About this exercise
Can you pick up the figure legend on MELK expression and radioresistance in breast cancer cell lines and continue it past its final sentence?

Selected text
========================================
MELK expression is associated with radioresistance. Intrinsic radiosensitivity of 21 breast cancer cell lines (as measured by clonogenic survival assay area under the survival curve, AUC) was assessed and correlated to MELK RNA expression using Pearson correlation. Each dot represents an individual cell line with colors corresponding to intrinsic subtype. Mean centered log₂ RNA expression is depicted on the x-axis and the survival AUC from clonogenic survival assays are depicted on the y-axis (A). Intrinsic radiosensitivity was also correlated to MELK protein expression in 15 breast cancer cell lines with MELK expression relative to the expression in MCF-7 cells as determined by Western blotting (B). Using siRNA knockdown of MELK expression in a radiation-resistant breast cancer cell lines with high baseline MELK expression (MDA-MB-231 and BT549), radiation sensitivity was assessed using clonogenic survival assays. Knockdown of MELK expression confers radiation sensitivity with limited toxicity with an enhancement ratio of 1.55 to 1.62 in MDA-MD-231 cells (C) and 1.48 to 1.52 in BT549 cells (D). MELK knockdown was confirmed in both experiments using Western blotting for MELK expression (E and F). MELK overexpression in the radiosensitive ER-positive breast cancer cell line MCF-7, with low baseline MELK expression and high radiosensitivity confers radioresistance (G). MELK overexpression was confirmed at the protein and RNA level (H and I). All experiments were repeated in triplicate with error bars ±SEM.
========================================
Given data
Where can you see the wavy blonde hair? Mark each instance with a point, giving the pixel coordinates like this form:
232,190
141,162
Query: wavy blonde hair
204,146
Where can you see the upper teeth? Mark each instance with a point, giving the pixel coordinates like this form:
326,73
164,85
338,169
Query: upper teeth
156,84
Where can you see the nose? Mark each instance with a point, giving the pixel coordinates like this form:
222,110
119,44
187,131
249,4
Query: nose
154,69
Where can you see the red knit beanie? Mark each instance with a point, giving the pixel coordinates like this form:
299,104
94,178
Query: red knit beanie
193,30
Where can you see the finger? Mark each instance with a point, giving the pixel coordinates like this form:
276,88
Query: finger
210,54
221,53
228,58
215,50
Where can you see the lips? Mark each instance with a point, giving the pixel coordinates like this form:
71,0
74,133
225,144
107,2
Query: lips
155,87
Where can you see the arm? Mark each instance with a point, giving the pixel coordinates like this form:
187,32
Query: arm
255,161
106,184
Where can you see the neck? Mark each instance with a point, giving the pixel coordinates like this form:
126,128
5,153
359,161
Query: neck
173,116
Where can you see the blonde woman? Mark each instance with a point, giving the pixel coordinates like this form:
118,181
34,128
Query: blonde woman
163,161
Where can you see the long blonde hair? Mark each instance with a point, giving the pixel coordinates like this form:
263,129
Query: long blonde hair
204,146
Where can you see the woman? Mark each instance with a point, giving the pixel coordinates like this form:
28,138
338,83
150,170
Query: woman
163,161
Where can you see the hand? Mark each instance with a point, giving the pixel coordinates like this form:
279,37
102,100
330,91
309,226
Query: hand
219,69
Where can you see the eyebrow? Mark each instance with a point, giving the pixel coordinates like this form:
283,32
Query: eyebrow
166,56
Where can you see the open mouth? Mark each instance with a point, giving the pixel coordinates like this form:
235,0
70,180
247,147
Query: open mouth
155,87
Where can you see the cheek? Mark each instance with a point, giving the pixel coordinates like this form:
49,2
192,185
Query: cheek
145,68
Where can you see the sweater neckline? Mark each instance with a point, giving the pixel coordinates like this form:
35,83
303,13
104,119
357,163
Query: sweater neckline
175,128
========================================
Response to this exercise
Figure 3.

MELK knockdown significantly delays repair of dsDNA breaks after ionizing radiation. Representative images of γH2AX foci at 16 hours are depicted in A. Using siRNA directed against MELK, the effect of MELK knockdown on γH2AX foci formation (B) or fluorescence staining by flow cytometry (D) was evaluated at various times (30 minutes, 4 hours, 16 hours, 24 hours) after 2 Gy of ionizing radiation. The effect on dsDNA break repair caused by inhibition of MELK kinase function using the MELK inhibitor OTSSP167 was also assessed in time course by foci formation (C) or flow cytometry (E). Each experiment was run in triplicate three independent times. Similar results were found using the cell line BT549 (data not shown). Error bars represent SD.

Figure 4.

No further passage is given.